No dia em que assinalou o Dia Mundial da Televisão, a SIC perdeu um dos seus profissionais. O repórter de imagem Fernando Faria. Bento Rodrigues recorda história vividas com o colega.

Mais focado em reportagens na área da informação, o profissional esteve mais de duas décadas ligado à estação de Paço de Arcos. Fernando Faria morreu este sábado, dia 21, em Pemba, Moçambique.

Bento Rodrigues recordou alguns dos momentos vividos com o colega:

““Diz-me que gravaste isto, ca…….”, gritei ainda a escorrer adrenalina.
O Faria, com a calma que por vezes desesperava um repórter, sorriu com aquele sorriso que desarmava tudo.

São as imagens do único tiroteio registado por uma câmara de televisão entre as milícias indonésia e os militares da força internacional da Interfet que, nos finais de 1999, libertava Timor Leste da carnificina.

Numa crónica para a revista Visão a partir de Díli, a jornalista Jill Jolliffe escreveria que esse foi “o dia em que a SIC bateu a CNN”, a única televisão que nos acompanhava naquela saída com os militares à fronteia com Timor indonésio. Mas o título não fazia justiça.

Foi a astúcia de repórter de imagem e a serenidade debaixo de fogo que produziram as imagens que correram mundo e cravaram aquele momento na história. Foi o dia em que o Faria bateu a CNN.

Nesse Setembro/Outubro, éramos testemunhas e cronistas da história. Calhou-me o parceiro mais profissional e generoso.
E humano.

A humanidade do Faria foi maior do que nunca no dia em que acompanhámos Manuel Carrascalão na visita à campa do filho que tinha sido morto em casa pela fúria indonésia.

Antes, quis passar pela casa onde nunca mais voltara, esventrada pelo ataque. O Faria gravou as imagens que não precisaram de palavras. Lembro-me do barulho da fita a rodar na câmara e a cortar o silêncio.

O Faria a uma distância profissional mas respeitadora, a documentar o horror que o mundo precisava de ver, mas sem invadir este homem vergado à perda de um filho e de si próprio.

Já no cemitério, instantes depois dos joelhos deste pai tocaram a terra da campa do filho e dos olhos se desprenderem em lágrimas, pedi ao Faria para deixar de gravar, devia ser um momento íntimo.
......
REQUISITOS DA TAREFA:
Apresente atualizado todo o trecho da homenagem a Fernando Faria que vai desde "A humanidade do" até "um momento íntimo.", com "campa" substituído por "sepultura". Utilize exclusivamente a homenagem a Fernando Faria.

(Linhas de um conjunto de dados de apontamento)
......
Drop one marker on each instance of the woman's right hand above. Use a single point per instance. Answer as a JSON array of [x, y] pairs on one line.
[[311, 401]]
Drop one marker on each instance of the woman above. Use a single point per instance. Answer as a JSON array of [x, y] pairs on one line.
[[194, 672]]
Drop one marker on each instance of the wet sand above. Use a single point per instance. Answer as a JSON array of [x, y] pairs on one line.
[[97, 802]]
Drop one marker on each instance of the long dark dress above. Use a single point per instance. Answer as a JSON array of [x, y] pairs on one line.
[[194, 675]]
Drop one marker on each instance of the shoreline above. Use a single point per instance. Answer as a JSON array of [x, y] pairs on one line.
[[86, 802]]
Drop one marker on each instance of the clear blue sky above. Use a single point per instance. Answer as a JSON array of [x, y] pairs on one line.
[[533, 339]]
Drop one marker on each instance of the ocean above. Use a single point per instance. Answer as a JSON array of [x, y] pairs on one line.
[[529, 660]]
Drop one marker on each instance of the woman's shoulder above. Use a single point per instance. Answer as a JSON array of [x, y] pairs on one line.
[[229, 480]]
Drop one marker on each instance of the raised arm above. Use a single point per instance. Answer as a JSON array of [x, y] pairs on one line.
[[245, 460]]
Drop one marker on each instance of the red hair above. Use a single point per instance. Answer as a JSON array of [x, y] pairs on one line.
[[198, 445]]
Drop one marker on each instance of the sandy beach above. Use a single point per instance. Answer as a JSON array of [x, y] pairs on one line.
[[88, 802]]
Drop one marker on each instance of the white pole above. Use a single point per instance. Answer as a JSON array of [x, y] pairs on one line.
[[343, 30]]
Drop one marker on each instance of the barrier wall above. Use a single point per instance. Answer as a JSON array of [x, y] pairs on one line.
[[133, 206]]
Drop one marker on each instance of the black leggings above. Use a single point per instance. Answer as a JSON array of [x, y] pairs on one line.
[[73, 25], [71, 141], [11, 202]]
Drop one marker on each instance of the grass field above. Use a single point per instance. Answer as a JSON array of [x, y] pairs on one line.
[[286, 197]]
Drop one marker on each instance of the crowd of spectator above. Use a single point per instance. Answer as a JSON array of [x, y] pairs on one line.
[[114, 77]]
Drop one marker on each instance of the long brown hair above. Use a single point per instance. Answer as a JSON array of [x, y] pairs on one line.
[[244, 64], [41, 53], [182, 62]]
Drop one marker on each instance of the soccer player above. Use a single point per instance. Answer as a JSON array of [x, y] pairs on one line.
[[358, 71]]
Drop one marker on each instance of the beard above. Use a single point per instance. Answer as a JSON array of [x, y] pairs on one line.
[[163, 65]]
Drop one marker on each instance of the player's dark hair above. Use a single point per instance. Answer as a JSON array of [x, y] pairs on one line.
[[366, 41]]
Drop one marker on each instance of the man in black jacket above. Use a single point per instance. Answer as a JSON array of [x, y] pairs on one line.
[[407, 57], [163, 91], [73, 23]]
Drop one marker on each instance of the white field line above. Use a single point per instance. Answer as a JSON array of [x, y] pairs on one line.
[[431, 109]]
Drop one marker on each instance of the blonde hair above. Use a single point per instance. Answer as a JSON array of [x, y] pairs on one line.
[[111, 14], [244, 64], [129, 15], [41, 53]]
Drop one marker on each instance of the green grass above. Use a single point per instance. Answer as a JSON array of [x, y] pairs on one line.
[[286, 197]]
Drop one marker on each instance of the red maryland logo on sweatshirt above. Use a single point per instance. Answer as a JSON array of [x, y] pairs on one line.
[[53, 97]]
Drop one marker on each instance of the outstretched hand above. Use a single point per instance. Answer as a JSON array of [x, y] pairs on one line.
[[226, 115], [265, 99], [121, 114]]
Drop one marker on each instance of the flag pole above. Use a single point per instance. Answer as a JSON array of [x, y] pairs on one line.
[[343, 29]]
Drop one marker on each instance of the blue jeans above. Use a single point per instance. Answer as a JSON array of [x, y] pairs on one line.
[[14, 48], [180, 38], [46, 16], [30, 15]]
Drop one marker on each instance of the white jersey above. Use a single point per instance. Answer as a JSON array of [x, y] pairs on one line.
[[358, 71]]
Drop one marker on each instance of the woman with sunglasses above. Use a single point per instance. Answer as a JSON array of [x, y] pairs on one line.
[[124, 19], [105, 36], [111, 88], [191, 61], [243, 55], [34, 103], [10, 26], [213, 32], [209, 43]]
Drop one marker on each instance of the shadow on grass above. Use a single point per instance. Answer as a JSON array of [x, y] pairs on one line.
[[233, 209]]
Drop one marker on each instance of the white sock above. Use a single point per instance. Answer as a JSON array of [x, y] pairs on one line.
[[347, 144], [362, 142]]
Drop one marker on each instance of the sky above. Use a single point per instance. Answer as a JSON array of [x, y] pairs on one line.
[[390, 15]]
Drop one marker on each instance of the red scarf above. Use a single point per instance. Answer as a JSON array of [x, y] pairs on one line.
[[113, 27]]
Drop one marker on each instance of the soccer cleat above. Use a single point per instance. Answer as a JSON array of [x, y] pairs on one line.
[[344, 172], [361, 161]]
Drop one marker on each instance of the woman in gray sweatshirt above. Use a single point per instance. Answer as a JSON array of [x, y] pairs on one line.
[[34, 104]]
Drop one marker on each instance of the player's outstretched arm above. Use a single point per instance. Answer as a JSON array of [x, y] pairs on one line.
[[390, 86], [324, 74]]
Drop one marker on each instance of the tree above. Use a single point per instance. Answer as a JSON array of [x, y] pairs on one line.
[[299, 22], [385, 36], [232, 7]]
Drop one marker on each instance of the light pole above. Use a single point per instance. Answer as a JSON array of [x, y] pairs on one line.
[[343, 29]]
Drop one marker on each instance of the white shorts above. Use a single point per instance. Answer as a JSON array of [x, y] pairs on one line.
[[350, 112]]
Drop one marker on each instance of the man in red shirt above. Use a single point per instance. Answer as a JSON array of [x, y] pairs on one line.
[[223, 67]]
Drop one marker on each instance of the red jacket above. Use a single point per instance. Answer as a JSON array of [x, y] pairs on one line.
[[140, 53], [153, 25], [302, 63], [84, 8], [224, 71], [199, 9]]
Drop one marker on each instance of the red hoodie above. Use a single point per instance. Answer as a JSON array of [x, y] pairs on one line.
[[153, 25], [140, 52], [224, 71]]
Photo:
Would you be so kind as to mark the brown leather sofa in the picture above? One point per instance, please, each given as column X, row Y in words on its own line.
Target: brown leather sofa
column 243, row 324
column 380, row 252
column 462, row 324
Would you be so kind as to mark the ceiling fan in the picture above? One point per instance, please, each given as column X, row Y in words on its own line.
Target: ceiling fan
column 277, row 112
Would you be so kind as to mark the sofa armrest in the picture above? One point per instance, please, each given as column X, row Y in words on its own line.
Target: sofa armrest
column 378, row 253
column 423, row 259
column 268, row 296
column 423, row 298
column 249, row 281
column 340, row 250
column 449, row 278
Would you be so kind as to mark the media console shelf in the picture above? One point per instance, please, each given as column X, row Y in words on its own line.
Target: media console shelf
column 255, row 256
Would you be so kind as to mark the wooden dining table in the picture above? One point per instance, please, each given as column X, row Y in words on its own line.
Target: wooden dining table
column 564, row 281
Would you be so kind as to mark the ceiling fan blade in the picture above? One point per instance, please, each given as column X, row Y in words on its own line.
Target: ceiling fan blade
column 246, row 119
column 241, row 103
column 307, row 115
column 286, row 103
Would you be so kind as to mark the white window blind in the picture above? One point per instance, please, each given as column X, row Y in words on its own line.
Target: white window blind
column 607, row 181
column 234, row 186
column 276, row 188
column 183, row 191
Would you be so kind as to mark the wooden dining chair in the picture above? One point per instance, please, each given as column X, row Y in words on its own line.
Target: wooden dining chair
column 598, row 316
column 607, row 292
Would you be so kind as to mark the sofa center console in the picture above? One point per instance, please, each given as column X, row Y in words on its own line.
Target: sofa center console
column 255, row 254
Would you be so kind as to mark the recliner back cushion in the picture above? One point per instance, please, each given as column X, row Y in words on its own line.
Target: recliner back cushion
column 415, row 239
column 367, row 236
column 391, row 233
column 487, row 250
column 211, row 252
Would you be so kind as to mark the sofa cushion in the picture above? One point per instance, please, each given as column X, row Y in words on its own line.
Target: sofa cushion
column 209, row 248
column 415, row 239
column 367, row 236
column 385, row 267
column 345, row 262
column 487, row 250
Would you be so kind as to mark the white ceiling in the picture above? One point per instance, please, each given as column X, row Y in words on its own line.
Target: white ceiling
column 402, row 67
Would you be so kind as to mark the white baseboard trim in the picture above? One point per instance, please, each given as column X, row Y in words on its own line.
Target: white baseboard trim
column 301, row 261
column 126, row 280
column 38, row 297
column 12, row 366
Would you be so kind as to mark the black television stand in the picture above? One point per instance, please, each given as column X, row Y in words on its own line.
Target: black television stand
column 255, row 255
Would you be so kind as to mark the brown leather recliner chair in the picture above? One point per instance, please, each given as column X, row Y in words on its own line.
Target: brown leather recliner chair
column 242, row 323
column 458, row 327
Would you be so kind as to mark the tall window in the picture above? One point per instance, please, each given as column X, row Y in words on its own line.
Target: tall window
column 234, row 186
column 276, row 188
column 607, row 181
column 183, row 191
......
RESPOSTA DA TAREFA:
A humanidade do Faria foi maior do que nunca no dia em que acompanhámos Manuel Carrascalão na visita à sepultura do filho que tinha sido morto em casa pela fúria indonésia.

Antes, quis passar pela casa onde nunca mais voltara, esventrada pelo ataque. O Faria gravou as imagens que não precisaram de palavras. Lembro-me do barulho da fita a rodar na câmara e a cortar o silêncio.

O Faria a uma distância profissional mas respeitadora, a documentar o horror que o mundo precisava de ver, mas sem invadir este homem vergado à perda de um filho e de si próprio.

Já no cemitério, instantes depois dos joelhos deste pai tocaram a terra da sepultura do filho e dos olhos se desprenderem em lágrimas, pedi ao Faria para deixar de gravar, devia ser um momento íntimo.